[BEGIN]
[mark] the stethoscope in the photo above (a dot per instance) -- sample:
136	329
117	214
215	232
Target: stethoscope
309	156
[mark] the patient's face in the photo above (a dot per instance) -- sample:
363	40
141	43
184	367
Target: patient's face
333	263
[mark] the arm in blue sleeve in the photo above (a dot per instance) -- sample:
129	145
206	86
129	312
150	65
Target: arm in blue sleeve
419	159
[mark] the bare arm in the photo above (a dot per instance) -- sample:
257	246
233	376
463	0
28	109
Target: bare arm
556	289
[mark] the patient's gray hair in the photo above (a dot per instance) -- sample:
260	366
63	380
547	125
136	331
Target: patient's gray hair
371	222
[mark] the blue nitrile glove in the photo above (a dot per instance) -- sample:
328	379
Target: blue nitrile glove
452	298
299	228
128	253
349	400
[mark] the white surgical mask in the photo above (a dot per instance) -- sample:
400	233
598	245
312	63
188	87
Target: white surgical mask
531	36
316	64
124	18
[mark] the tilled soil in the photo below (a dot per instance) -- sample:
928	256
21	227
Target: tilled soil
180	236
[END]
[BEGIN]
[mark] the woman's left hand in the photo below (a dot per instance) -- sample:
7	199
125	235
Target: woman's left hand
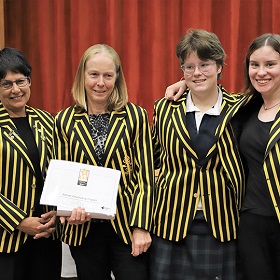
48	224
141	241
[END]
[BEGIN]
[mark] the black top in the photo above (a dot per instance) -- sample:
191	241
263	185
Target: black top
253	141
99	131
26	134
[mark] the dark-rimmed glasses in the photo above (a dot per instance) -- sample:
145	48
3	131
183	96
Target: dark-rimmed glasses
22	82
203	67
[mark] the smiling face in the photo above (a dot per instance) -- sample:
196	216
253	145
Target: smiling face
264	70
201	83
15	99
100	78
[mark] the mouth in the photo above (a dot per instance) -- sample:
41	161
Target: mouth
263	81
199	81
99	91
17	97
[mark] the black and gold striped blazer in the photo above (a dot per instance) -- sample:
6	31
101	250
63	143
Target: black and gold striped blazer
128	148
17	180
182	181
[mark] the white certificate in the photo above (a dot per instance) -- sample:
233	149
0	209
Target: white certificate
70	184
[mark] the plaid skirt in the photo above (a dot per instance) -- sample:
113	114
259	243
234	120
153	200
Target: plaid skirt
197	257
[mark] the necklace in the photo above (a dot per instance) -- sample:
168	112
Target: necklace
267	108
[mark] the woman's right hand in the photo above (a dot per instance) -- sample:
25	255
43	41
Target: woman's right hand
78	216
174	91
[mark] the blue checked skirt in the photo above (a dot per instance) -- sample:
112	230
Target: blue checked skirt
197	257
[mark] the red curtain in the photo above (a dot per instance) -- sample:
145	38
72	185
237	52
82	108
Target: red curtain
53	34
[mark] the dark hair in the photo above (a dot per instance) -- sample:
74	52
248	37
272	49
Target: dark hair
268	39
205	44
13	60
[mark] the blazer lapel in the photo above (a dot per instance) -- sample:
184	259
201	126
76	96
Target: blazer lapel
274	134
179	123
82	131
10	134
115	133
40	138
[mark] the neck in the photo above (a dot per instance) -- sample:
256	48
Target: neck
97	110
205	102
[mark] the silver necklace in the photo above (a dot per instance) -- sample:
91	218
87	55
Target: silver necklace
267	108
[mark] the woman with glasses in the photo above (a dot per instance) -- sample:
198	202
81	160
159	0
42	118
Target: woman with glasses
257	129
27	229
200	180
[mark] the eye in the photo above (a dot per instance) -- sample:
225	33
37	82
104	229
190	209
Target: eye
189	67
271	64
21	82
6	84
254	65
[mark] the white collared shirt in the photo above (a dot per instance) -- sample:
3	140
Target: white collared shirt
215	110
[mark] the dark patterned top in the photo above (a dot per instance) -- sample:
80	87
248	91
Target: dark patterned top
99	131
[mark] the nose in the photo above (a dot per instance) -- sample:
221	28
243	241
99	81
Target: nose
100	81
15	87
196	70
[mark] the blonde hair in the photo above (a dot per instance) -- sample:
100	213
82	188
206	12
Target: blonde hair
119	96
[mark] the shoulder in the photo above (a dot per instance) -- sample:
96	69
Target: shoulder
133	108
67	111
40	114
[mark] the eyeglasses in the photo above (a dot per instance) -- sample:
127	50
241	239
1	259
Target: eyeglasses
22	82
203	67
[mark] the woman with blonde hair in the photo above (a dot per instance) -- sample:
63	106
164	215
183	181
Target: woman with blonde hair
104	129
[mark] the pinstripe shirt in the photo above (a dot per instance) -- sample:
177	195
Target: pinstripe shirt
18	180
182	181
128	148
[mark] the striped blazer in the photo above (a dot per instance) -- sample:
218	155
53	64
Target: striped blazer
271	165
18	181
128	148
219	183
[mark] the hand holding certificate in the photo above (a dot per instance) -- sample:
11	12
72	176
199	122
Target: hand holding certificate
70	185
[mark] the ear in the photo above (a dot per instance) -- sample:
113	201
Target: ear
[END]
**Your goal:** Pull out every row above that contains the word "holding", matching its case.

**Solution for this problem:**
[mark] the hand holding certificate in the photo above (a dot per instance) -- sample:
Target: hand holding certificate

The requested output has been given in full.